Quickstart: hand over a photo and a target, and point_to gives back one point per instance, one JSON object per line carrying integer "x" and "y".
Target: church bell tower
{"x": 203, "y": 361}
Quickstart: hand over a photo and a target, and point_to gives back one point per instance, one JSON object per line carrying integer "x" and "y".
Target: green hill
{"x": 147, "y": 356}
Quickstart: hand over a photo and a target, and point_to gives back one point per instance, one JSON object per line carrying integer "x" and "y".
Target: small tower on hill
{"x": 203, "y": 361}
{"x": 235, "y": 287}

■ ■ ■

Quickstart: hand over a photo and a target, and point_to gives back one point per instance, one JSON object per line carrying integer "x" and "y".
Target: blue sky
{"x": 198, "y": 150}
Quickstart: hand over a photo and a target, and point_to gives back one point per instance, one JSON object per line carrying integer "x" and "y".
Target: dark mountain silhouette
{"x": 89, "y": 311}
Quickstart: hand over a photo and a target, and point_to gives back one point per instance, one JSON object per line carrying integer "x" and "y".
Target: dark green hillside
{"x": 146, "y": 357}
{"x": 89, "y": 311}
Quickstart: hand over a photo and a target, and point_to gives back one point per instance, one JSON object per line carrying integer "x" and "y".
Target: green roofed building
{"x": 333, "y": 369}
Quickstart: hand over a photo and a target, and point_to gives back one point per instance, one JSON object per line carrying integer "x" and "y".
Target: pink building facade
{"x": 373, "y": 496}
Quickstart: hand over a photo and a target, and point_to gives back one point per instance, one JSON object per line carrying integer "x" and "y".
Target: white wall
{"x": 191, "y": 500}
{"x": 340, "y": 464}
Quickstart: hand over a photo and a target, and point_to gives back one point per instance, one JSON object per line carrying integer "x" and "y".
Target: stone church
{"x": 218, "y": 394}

■ ■ ■

### Set problem
List each line of the records above that contains the string "church", with case counting.

### Answer to this task
Target: church bell tower
Target: stone church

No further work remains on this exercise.